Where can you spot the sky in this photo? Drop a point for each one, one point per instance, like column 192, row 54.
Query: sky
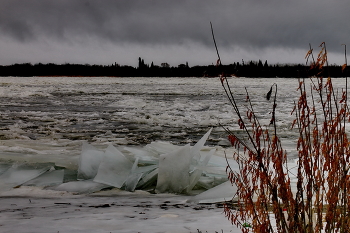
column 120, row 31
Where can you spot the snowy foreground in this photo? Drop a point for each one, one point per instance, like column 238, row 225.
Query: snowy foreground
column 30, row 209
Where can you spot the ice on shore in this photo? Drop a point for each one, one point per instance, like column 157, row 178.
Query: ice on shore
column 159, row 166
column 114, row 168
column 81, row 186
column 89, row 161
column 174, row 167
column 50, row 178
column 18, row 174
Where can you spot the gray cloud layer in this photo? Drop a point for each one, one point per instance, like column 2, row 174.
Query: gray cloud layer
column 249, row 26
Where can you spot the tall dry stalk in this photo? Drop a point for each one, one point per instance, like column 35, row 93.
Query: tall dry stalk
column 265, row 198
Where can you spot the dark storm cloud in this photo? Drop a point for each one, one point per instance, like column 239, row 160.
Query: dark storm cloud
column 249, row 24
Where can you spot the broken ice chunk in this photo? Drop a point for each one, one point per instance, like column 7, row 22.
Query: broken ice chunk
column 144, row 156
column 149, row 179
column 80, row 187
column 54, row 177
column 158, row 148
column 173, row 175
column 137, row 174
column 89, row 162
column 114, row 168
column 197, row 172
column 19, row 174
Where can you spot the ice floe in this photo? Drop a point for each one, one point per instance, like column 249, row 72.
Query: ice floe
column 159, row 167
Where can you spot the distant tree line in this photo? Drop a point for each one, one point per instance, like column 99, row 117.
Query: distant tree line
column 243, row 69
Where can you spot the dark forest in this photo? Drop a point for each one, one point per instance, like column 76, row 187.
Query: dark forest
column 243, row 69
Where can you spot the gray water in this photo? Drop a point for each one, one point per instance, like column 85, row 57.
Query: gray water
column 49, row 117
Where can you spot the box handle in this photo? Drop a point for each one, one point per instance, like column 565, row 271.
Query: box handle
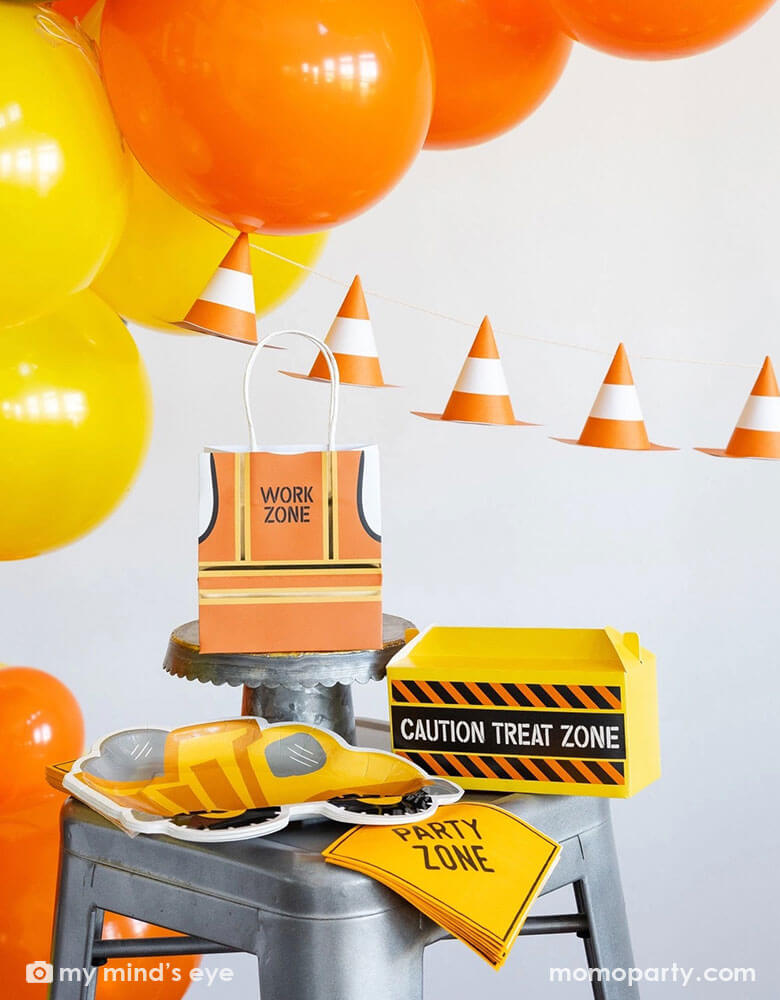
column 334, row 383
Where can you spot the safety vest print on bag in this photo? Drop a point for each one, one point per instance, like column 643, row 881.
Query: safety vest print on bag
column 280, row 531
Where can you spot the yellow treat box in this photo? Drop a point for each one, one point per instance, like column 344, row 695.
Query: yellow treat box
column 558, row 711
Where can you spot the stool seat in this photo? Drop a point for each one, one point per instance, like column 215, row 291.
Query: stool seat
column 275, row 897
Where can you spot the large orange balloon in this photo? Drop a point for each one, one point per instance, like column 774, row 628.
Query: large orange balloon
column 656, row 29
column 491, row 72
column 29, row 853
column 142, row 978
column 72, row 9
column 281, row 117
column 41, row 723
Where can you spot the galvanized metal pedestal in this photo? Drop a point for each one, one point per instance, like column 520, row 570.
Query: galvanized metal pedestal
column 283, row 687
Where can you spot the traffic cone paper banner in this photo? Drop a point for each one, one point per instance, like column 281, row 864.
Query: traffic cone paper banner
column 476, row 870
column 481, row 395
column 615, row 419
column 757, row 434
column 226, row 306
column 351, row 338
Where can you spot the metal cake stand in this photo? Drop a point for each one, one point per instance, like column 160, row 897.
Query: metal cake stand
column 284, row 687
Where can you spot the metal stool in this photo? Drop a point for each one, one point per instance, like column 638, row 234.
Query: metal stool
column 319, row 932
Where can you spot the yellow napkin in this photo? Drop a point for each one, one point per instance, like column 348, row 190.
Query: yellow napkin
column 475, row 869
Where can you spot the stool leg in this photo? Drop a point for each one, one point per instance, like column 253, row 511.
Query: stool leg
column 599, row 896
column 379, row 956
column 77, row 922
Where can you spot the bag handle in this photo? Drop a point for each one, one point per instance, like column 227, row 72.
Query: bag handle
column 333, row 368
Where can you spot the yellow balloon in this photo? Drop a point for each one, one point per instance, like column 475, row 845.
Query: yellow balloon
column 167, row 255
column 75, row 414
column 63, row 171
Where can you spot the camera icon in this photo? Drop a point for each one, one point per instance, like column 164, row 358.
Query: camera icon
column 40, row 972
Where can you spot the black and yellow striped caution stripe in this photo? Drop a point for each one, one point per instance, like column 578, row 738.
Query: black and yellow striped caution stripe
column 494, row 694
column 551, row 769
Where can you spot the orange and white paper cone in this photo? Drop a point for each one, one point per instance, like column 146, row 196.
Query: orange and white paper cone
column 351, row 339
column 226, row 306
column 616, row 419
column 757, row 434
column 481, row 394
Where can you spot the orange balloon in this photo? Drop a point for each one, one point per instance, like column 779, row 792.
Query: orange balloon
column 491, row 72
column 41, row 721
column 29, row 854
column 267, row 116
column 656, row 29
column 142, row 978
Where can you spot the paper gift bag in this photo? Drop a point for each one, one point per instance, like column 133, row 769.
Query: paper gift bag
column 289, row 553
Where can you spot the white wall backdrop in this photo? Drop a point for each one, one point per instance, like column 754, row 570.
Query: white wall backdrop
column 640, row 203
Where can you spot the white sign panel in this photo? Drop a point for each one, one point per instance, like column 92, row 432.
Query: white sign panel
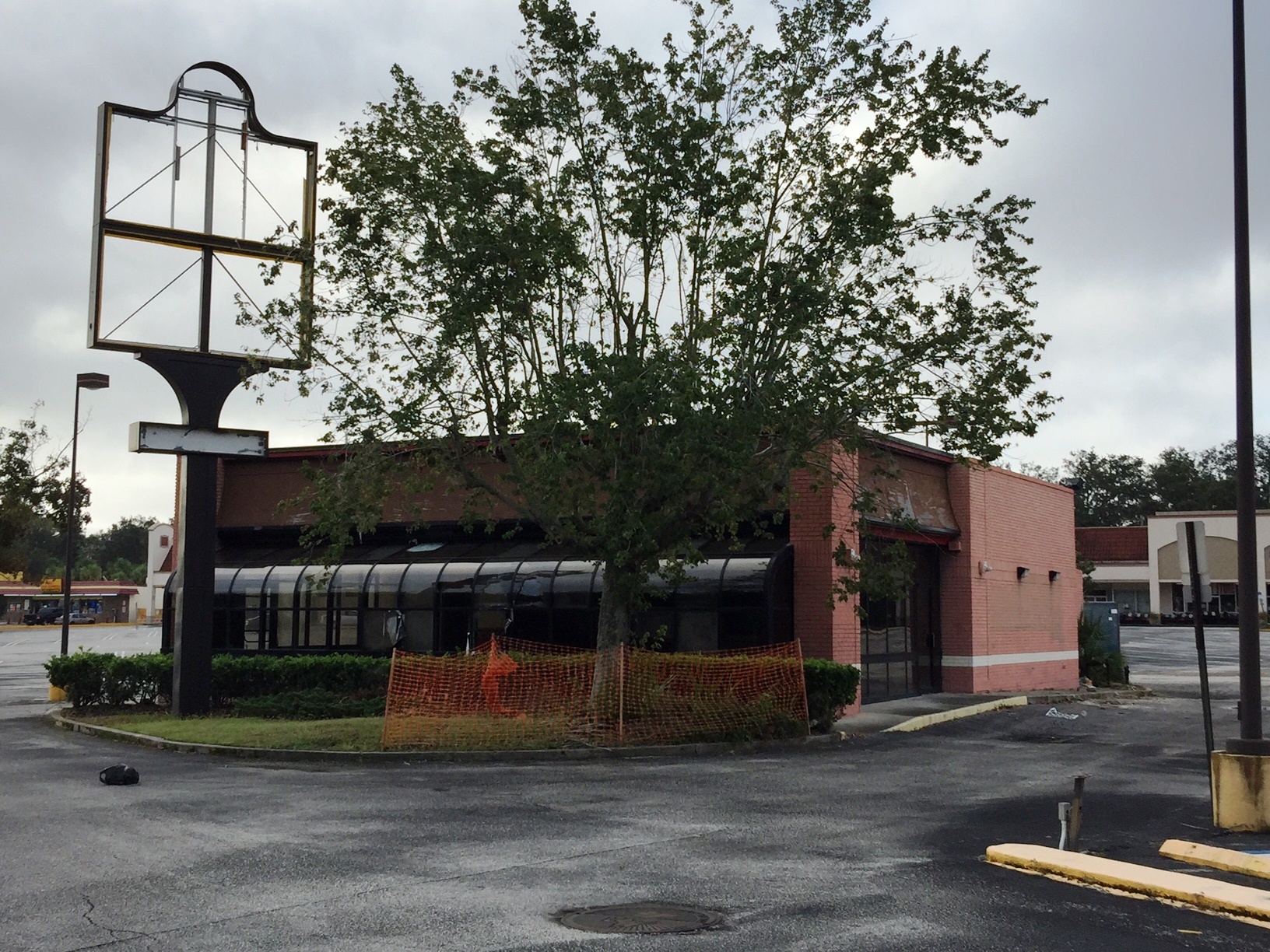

=-=-=-=-=

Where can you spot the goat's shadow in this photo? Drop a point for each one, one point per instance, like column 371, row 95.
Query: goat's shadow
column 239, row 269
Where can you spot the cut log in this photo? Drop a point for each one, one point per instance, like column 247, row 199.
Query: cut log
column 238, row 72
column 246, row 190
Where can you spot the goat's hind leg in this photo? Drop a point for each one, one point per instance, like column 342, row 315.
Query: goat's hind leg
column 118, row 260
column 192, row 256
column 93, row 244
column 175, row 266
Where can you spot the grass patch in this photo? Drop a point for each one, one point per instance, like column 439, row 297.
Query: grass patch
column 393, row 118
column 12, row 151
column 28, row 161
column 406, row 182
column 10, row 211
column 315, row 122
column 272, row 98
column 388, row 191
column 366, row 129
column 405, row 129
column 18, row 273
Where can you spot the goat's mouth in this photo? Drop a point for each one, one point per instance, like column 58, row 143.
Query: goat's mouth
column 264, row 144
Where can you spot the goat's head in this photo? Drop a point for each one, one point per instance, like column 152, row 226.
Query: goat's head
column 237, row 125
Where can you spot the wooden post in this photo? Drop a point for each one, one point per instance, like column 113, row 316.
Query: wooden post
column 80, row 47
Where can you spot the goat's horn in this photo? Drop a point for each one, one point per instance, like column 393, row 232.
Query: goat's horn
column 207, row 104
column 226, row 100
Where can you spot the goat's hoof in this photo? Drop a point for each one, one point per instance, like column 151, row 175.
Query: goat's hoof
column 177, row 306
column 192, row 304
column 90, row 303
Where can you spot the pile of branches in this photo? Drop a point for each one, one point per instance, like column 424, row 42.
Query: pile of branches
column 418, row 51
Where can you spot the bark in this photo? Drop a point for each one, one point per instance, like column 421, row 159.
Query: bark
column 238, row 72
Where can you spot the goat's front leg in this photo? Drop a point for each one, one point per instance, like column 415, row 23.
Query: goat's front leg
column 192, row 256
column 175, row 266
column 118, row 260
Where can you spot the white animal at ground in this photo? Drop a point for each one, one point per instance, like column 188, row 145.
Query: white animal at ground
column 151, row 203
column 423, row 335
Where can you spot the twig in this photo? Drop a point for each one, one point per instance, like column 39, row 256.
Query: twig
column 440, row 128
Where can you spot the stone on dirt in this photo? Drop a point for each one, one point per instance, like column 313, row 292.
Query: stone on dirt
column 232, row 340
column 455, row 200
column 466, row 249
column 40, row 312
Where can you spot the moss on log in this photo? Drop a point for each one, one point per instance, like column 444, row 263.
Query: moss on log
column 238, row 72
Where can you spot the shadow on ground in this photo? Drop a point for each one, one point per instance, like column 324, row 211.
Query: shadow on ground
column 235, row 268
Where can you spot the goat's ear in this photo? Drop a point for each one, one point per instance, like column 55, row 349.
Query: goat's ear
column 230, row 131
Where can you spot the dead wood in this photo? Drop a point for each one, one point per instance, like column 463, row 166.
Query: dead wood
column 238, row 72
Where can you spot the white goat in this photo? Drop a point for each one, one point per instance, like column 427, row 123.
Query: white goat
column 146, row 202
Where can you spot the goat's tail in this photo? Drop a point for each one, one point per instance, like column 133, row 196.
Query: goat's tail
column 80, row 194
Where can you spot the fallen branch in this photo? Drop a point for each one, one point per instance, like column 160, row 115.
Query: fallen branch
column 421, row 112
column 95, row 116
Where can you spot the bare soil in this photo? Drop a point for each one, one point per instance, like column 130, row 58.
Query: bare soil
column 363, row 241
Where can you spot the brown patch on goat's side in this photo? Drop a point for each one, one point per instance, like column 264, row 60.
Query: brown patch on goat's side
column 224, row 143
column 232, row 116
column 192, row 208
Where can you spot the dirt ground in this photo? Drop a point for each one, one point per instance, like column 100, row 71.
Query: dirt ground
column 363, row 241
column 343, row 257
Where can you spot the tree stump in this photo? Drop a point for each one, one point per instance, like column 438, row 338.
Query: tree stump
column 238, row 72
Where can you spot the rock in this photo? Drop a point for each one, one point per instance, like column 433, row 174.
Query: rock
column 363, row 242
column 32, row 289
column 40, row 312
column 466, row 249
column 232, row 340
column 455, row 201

=-=-=-=-=

■ Exercise prompt
Write out the data above word for word, from the line containing "Where can you spot the snowy" up to and including the line containing "column 249, row 26".

■ Answer for the task
Where can you spot the snowy foreground in this photo? Drop a point for each one, one point per instance, like column 238, row 225.
Query: snowy foreground
column 30, row 209
Where can you spot the ice on shore in this photo? Drop a point for each one, one point per instance, like column 157, row 178.
Query: ice on shore
column 159, row 166
column 114, row 168
column 81, row 186
column 89, row 161
column 174, row 167
column 50, row 178
column 18, row 174
Where can you spot the gray cloud layer in this photo? Drop a point for each one, one point per instance, like column 2, row 174.
Query: gray cloud layer
column 249, row 26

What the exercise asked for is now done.